▸ **Pasaje citado**:
····················
Una puerta abierta es una invitación a la vez que es una oportunidad. La puerta al cielo no es una religión ni se llega por las buenas obras, sino que Jesús dijo: “Yo soy la puerta; el que por mí entrare, será salvo” (Juan 10:9). Si aún no es salvo, no espere que esa puerta se cierre y, “estando fuera empecéis a llamar a la puerta, diciendo: Señor, Señor, ábrenos, él respondiendo os dirá: No sé de dónde sois” (Lucas 13:25).
Este himno fue escrito por Lydia Baxter, quien nació en Petesburg, Nueva York, el 2 de septiembre de 1809. Fue una mujer con discapacidad física por muchos años, sin embargo, su interés en el evangelio le llegó a escribir varios himnos, el más popular de estos es “Allí la puerta abierta está”, el cual escribió unos tres años antes de su muerte en el año 1874.
No solamente la historia detrás de los himnos puede sernos de ánimo, sino también historias de quienes han sido impactados por los himnos. Este es uno de esos casos, donde la historia que narraremos es de alguien que fue impactada por este himno.
Durante los años de 1873 y 1874 este himno fue usado mucho en Gran Bretaña en las campañas evangelísticas del predicador D. L. Moody e Ira D. Sankey. Cuando se encontraban en la ciudad de Edimburgo, una joven mujer estaba presente, Maggie Lindsay, de Aberdeen, Escocia, la cual quedó muy impresionada por la letra del himno. Los que estaban sentados cerca de ella le escucharon decir: “Oh, Padre celestial, ¿es verdad que la puerta está abierta para mí? Si es así, yo entraré”.
····················
▸ **Extracto de la fuente**:
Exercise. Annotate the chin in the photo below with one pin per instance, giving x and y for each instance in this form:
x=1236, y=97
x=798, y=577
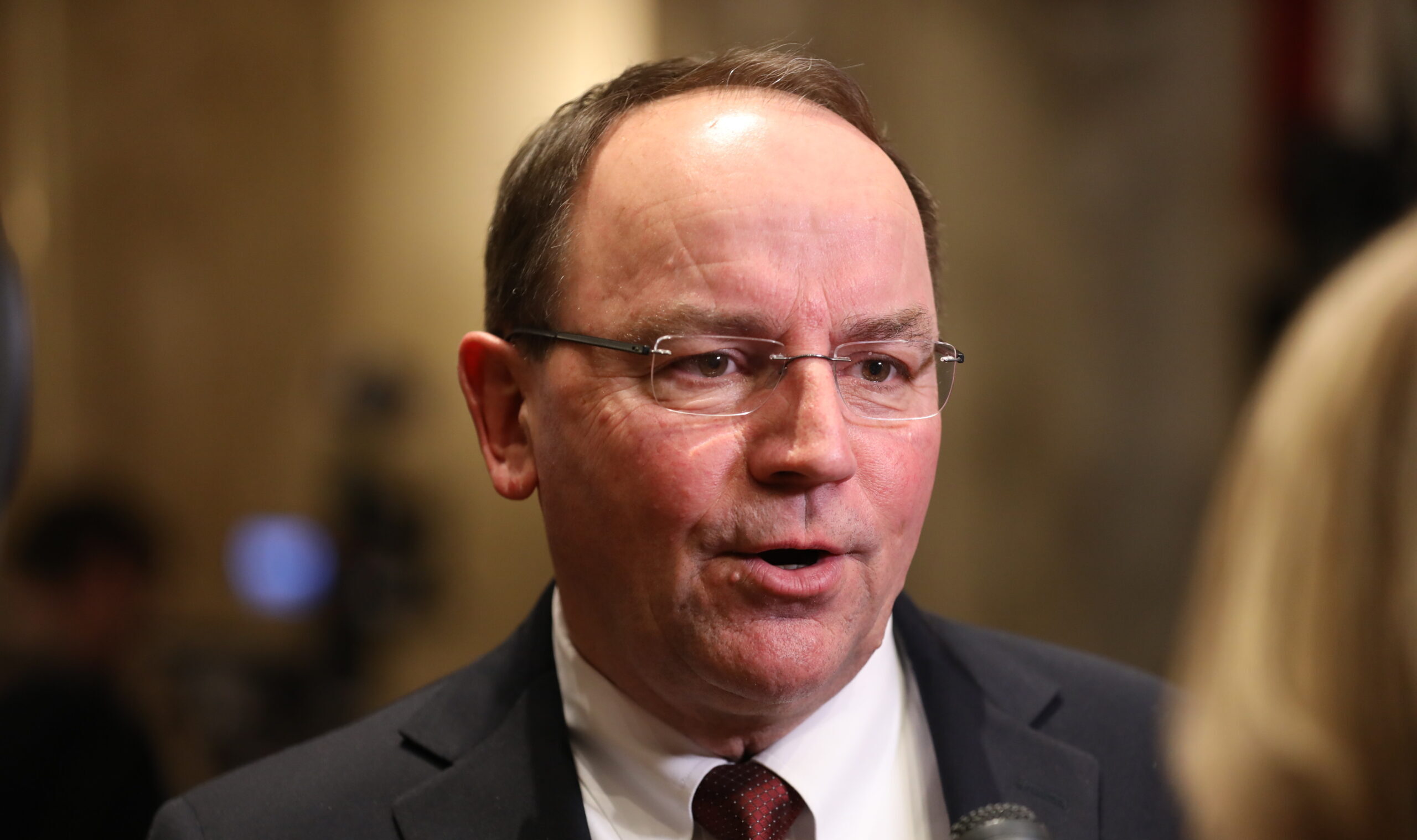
····················
▸ **Instrucciones de la tarea**:
Contesta estas preguntas con datos del texto sobre el himno:
1. ¿En qué lugar y en qué fecha nació Lydia Baxter?
2. ¿En qué ciudad se encontraban Moody y Sankey cuando Maggie Lindsay escuchó el himno?
3. ¿Qué cita bíblica acompaña las palabras “Yo soy la puerta”?

▸ **Solución detallada**:
1. Nació en Petesburg, Nueva York, el 2 de septiembre de 1809.
2. Se encontraban en Edimburgo.
3. Las acompaña la cita Juan 10:9.